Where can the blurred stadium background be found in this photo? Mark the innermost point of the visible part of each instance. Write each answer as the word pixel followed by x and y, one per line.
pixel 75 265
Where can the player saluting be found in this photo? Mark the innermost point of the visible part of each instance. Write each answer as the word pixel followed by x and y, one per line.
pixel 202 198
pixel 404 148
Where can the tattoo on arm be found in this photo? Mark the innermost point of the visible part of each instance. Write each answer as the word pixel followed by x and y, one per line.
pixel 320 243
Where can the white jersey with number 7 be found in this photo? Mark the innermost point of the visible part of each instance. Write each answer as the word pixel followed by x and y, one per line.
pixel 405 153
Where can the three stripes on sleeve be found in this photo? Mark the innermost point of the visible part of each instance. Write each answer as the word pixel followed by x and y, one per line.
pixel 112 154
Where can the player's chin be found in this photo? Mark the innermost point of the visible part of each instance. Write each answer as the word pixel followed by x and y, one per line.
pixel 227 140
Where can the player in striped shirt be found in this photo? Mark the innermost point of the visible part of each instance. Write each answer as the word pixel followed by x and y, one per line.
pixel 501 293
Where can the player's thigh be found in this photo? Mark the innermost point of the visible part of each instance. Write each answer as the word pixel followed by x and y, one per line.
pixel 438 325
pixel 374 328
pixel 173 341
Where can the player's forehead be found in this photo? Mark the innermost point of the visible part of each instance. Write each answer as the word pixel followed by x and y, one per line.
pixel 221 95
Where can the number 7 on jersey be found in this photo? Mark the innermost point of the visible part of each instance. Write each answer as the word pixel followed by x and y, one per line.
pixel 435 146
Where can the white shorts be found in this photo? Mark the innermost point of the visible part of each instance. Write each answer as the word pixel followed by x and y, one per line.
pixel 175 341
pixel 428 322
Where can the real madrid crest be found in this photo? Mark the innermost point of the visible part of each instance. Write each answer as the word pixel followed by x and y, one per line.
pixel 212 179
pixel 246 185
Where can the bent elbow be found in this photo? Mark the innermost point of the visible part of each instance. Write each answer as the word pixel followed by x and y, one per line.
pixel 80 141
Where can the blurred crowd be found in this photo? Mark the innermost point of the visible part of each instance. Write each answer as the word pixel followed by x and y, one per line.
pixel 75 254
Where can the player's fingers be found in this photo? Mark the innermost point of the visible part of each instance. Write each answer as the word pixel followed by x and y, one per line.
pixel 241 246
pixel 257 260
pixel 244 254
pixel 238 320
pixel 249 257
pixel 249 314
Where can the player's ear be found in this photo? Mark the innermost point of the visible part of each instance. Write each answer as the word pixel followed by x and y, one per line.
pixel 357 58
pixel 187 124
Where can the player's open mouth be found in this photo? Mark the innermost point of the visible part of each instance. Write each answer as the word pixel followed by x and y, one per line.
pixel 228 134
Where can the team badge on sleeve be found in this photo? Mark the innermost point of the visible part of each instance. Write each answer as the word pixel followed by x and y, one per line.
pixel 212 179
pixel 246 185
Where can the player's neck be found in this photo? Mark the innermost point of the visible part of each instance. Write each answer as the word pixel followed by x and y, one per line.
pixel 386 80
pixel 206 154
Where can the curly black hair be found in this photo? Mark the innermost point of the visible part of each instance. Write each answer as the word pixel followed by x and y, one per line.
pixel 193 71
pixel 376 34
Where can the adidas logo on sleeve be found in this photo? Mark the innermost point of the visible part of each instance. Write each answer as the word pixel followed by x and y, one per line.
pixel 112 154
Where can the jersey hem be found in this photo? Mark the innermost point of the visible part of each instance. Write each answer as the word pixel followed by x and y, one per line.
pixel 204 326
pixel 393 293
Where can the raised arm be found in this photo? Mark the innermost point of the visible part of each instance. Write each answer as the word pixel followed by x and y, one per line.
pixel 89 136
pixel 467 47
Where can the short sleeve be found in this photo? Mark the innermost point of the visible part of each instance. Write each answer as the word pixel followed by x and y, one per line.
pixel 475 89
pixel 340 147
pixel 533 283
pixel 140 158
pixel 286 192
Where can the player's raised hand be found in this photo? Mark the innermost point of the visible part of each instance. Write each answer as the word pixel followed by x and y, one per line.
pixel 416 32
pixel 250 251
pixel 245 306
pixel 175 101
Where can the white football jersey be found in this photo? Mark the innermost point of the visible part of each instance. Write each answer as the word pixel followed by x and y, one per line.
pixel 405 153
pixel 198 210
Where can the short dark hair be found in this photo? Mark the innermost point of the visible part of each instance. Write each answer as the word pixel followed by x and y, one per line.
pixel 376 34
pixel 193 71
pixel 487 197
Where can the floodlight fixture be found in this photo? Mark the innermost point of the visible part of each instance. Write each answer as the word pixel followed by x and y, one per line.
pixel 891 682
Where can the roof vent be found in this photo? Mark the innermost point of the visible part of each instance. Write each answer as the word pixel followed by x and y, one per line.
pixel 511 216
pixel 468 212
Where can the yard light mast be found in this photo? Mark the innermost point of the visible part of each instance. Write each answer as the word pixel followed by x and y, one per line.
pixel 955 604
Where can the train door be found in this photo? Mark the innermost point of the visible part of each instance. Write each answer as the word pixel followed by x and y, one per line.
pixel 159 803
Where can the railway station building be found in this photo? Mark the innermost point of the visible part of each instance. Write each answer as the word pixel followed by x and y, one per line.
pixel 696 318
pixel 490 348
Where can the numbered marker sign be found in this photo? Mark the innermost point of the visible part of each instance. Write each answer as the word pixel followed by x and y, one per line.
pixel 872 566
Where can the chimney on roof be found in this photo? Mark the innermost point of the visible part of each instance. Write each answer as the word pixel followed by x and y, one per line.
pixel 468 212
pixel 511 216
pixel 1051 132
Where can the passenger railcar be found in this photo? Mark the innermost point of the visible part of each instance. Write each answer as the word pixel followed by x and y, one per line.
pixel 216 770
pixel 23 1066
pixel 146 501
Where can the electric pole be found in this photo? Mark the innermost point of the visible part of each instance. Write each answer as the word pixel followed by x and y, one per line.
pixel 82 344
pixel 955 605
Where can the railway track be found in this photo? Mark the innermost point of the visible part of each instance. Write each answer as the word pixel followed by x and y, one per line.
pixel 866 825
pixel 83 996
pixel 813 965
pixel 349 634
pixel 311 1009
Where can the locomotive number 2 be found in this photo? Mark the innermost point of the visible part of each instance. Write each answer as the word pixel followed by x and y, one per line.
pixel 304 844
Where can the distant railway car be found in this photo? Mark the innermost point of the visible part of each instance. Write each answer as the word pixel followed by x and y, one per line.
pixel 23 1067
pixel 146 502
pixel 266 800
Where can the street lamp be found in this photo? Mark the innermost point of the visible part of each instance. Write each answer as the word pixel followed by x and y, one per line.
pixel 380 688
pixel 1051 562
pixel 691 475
==================================================
• _BRIEF_
Each line from the one holding "Where can the street" through the last line of the data is to be transcribed exactly, with nothing else added.

• _ANSWER BOX_
Where can the street lamp be found in this photo? Mark the innermost point of the visible part of each instance. Write each answer as the word pixel followed by x and y, one per line.
pixel 380 688
pixel 1051 562
pixel 691 475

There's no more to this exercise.